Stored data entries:
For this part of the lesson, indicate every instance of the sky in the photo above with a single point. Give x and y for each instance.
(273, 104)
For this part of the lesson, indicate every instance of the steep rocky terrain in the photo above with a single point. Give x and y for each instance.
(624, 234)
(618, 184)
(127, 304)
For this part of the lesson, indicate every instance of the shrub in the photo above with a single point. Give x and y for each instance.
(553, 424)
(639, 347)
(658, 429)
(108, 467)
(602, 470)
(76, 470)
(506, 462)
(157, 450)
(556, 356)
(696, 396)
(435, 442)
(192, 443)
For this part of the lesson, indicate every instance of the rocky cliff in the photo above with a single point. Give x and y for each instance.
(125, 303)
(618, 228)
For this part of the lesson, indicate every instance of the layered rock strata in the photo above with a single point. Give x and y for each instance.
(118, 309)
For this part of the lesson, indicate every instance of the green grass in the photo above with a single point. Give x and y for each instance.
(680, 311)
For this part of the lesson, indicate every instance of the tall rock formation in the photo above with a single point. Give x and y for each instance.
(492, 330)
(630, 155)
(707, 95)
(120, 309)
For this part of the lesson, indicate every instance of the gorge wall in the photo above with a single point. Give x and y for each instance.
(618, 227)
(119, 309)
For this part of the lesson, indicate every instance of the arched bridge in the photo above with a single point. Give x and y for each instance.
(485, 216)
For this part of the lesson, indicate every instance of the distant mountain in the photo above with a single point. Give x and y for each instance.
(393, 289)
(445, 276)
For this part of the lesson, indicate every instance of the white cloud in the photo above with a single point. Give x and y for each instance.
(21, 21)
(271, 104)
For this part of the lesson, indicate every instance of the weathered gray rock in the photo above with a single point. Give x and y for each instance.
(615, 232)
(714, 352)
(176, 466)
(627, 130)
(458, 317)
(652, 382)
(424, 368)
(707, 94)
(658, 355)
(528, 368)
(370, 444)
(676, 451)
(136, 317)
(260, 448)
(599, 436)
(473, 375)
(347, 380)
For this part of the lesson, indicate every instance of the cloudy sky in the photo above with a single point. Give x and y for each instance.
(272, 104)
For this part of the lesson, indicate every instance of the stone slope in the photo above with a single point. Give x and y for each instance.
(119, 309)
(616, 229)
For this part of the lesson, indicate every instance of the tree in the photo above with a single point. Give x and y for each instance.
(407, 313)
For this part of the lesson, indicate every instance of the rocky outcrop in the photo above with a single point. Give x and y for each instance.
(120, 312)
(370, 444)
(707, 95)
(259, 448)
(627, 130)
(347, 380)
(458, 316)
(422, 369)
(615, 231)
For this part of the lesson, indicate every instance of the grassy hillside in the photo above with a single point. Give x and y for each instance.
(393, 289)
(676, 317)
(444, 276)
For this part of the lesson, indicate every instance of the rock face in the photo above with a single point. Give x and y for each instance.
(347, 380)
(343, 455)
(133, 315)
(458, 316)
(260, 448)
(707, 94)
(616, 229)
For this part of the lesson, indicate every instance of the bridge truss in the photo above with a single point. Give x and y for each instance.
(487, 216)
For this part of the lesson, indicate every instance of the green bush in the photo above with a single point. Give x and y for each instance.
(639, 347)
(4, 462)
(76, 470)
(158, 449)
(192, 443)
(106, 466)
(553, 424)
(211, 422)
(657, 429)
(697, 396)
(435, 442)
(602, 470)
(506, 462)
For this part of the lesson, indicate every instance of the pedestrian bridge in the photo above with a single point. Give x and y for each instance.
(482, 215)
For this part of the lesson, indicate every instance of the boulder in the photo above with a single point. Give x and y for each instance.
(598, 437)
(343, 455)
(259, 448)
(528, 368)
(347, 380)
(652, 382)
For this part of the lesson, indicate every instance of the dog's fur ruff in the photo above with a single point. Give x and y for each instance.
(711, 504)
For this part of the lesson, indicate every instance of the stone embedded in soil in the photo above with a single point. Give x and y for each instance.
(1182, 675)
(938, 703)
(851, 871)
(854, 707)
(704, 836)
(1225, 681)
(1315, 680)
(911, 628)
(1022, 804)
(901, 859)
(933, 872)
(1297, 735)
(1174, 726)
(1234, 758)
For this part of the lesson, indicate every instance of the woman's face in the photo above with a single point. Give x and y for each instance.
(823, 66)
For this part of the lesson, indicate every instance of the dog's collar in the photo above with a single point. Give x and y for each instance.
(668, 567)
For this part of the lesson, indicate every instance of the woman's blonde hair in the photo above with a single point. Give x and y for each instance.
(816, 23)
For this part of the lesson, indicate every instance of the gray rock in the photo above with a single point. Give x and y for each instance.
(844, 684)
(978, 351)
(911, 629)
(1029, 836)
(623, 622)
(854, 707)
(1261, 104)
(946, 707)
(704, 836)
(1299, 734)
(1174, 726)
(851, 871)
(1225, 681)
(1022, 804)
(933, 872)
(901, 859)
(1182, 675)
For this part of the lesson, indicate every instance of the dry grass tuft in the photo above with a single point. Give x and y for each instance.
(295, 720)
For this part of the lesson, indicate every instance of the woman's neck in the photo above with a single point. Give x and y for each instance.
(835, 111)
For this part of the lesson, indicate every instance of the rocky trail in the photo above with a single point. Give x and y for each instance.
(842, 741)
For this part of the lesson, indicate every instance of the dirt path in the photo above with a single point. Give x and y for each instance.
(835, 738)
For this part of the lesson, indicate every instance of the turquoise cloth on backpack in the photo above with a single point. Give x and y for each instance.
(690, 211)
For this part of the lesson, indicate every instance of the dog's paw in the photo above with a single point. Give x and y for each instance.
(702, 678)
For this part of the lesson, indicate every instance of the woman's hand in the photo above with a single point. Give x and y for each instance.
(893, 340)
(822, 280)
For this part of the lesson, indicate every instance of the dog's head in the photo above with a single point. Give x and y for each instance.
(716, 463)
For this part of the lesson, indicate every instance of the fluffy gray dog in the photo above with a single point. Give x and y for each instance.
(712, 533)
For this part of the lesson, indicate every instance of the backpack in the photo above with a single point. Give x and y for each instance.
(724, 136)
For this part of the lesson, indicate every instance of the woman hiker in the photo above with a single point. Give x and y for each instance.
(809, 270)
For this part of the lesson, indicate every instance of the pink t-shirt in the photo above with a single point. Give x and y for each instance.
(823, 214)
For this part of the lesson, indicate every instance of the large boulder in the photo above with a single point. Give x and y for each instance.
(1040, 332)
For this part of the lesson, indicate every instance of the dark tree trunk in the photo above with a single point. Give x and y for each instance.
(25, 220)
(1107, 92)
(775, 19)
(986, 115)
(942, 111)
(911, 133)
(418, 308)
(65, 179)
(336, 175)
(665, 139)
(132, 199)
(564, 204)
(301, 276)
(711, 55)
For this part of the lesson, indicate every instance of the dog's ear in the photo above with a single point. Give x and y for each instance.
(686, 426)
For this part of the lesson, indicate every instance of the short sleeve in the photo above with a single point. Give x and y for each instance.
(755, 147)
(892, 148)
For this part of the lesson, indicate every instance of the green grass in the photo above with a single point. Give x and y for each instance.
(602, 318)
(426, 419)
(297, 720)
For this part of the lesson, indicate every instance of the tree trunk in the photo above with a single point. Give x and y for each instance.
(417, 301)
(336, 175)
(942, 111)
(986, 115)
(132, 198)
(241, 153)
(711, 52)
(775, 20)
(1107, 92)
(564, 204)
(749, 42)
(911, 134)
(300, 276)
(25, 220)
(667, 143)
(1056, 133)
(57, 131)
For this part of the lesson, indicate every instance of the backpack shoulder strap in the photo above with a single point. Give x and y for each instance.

• **INSTRUCTIONS FOR THE TASK**: Every entry above needs to be duplicated exactly.

• **RESULT**:
For this part of the lesson, indicate every instance of the sky in the photo above with a single point. Give x and y for each instance.
(273, 104)
For this part of the lesson, indicate every instance of the steep rocky terrain in the photo above with a single point. Give x and y for each instance.
(624, 234)
(618, 184)
(127, 304)
For this part of the lesson, indicate every instance of the shrub in the photo above with a single point. Give x and y for each instance.
(553, 424)
(639, 347)
(658, 429)
(108, 467)
(602, 470)
(76, 470)
(506, 462)
(157, 450)
(556, 356)
(696, 396)
(435, 442)
(192, 443)
For this part of the lesson, indicate every instance of the rocky cliff in the photo above with a single point. Give x and y for each instance.
(125, 303)
(618, 228)
For this part of the lesson, indicate every instance of the layered rock strata in the photo above with a single point. Give x and y for each instance.
(118, 309)
For this part of the lesson, indicate every instance of the green grass in the photo above with a single point. Give x and y for each instance.
(680, 311)
For this part of the lesson, indicate every instance of the tall rock formation in the photo above with a single point. Give x and y for each instance.
(492, 330)
(630, 155)
(707, 95)
(120, 309)
For this part of the lesson, indicate every instance of the gorge wall in the photo above with a single point. Give x and y for each instance.
(618, 227)
(119, 309)
For this part of the lesson, indicate every instance of the arched bridge in the photo above with a single point. Give x and y for each instance.
(485, 216)
For this part of the lesson, indicate every instance of the distant mountain in the photo above with a single point. Give x and y for each instance.
(393, 289)
(445, 276)
For this part of the lesson, indicate every instance of the white cloud in the photo above with a single point. Give x and y for each instance.
(21, 21)
(271, 104)
For this part of the lesson, indicate every instance of the weathered gray rock in the photo above with a single point. Give x and y for each instance.
(615, 232)
(714, 352)
(176, 466)
(627, 130)
(458, 317)
(652, 382)
(424, 368)
(707, 94)
(658, 355)
(528, 368)
(370, 444)
(676, 451)
(136, 317)
(260, 448)
(599, 436)
(473, 375)
(347, 380)
For this part of the lesson, indicate every instance of the cloudy sky in the photo above with a single point. Give x and y for each instance.
(272, 104)
For this part of the lesson, indicate every instance of the stone slope in the photo above with a single point. Give x and y for each instance.
(119, 309)
(616, 229)
For this part of the lesson, indicate every instance of the tree in the photo above with a single point. Give x and y for each instance.
(407, 313)
For this part of the lesson, indicate every instance of the rocky outcrop in the photo above with a single point. Give x and y for each instance.
(120, 312)
(370, 444)
(707, 95)
(259, 448)
(627, 130)
(347, 380)
(458, 316)
(422, 369)
(615, 231)
For this part of the lesson, indicate every instance of the grassy hillside in the photo above with a single point. Give x and y for each instance.
(393, 289)
(676, 317)
(444, 276)
For this part of the lesson, indicate every instance of the rock face in the photo above with a single point. Give x and y for each instance.
(347, 380)
(343, 455)
(133, 315)
(458, 316)
(260, 448)
(707, 94)
(616, 229)
For this part of the lesson, indicate every instance of the bridge truss in the photo above with a single point. Give x and y for each instance.
(487, 216)
For this part of the lesson, indicate every instance of the green bush in the photo above with a single point. Give x and y for each instance.
(639, 347)
(4, 462)
(76, 470)
(158, 449)
(192, 443)
(106, 466)
(553, 424)
(211, 422)
(657, 429)
(697, 396)
(435, 442)
(602, 470)
(506, 462)
For this part of the lesson, indicate every instance of the pedestrian bridge in the photo above with a single point. Give x and y for each instance.
(482, 215)
For this part of the lesson, indicate every instance of the boulder in the photo above with a single point. Give x and y for each instance.
(598, 437)
(343, 455)
(259, 448)
(528, 368)
(347, 380)
(652, 382)
For this part of the lesson, indicate every instance of the dog's fur ruff in the photo above with a single point. Give x and y for each instance.
(711, 504)
For this part of the lesson, indicate every instance of the stone embedded in soil in the photo above with a single point. Give x and y for each instance.
(1182, 675)
(938, 703)
(851, 871)
(854, 707)
(704, 836)
(1225, 681)
(1315, 680)
(911, 628)
(1022, 804)
(901, 859)
(933, 872)
(1297, 735)
(1174, 726)
(1234, 758)
For this part of the lesson, indicate every instance of the woman's face in the photo above with a single point. Give x and y for each instance.
(823, 66)
For this part of the lesson, indicate every instance of the dog's collar in the photo above with a single point. Give x and y for each instance.
(668, 567)
For this part of the lesson, indicate every instance of the woman's blonde hair in the photo above with a single point. Give x and y for each instance.
(816, 23)
For this part of the lesson, indicate every instance of the gray rock in the photo above with a single point. Give x and y for each instance.
(844, 684)
(978, 351)
(911, 629)
(1029, 836)
(623, 622)
(854, 707)
(1261, 104)
(946, 707)
(704, 836)
(1299, 734)
(1174, 726)
(851, 871)
(1225, 681)
(1022, 804)
(933, 872)
(901, 859)
(1182, 675)
For this part of the lesson, indicate every instance of the dry grass tuft in the photo above with a single point. Give x and y for each instance.
(295, 720)
For this part of the lesson, indicate every instance of the woman's neck in the photo above with a single point. Give x and y for each instance.
(835, 111)
For this part of the lesson, indicate every instance of the rocky trail in the photo above with a single point. Give x and y for each instance.
(842, 741)
For this part of the lesson, indicate every instance of the dirt path in the photo above with a single point. Give x and y for each instance.
(835, 738)
For this part of the lesson, indicate every instance of the turquoise cloth on backpack in the photo above with a single point. Give x and y for each instance.
(690, 211)
For this part of the lesson, indicate every instance of the dog's paw in the photo above with a single point. Give x and y for each instance.
(702, 678)
For this part of the lesson, indicate every instance of the woman's hand in the photo above with a single point. Give x and y for each instance.
(893, 340)
(822, 280)
For this part of the lesson, indicate every instance of the dog's head in the photo above with a single point. Give x and y for each instance.
(716, 463)
For this part of the lesson, indicate every instance of the fluffy gray dog in the photo above with a single point. Give x and y for each instance.
(712, 533)
For this part of the lesson, indicate every instance of the backpack in the photo above with a single point. Give x and y for each instance.
(724, 136)
For this part of the lesson, indicate every instance of the woman hiker in the photo above with a single point. Give x and y for each instance.
(809, 270)
For this part of the lesson, indicate every instance of the pink t-shirt in the photo above with a single point. Give x and y for each instance.
(823, 214)
For this part of the lesson, indicate every instance of the large boulder in the photo above with a single point. Give x and y for each instance.
(1040, 332)
For this part of the lesson, indicate every instance of the dark tree trunk in the photo above with a single point. Give x and y for each instance.
(25, 220)
(1107, 92)
(775, 19)
(986, 115)
(942, 111)
(911, 133)
(418, 308)
(65, 179)
(336, 175)
(665, 139)
(132, 199)
(564, 204)
(301, 276)
(711, 55)
For this part of the lesson, indicate every instance of the dog's ear in the photo above with a single point. Give x and y for each instance.
(686, 426)
For this part of the lesson, indicate every instance of the short sleeve in the photo above with a single point. Give x and y for each instance.
(755, 147)
(892, 148)
For this part of the lesson, indicate every instance of the green grass in the photo above with a single point. Give x and y for each instance.
(602, 318)
(426, 419)
(297, 720)
For this part of the lesson, indicate every instance of the tree trunk in the photo above with a single point. Give x and y for each instance.
(417, 301)
(336, 175)
(942, 111)
(986, 115)
(132, 198)
(241, 153)
(711, 52)
(775, 20)
(1107, 92)
(564, 204)
(749, 42)
(911, 134)
(300, 276)
(25, 220)
(667, 143)
(1056, 133)
(57, 131)
For this part of the lesson, indicate every instance of the backpack shoulder strap in the photo above with a single point. Give x and y for each instance.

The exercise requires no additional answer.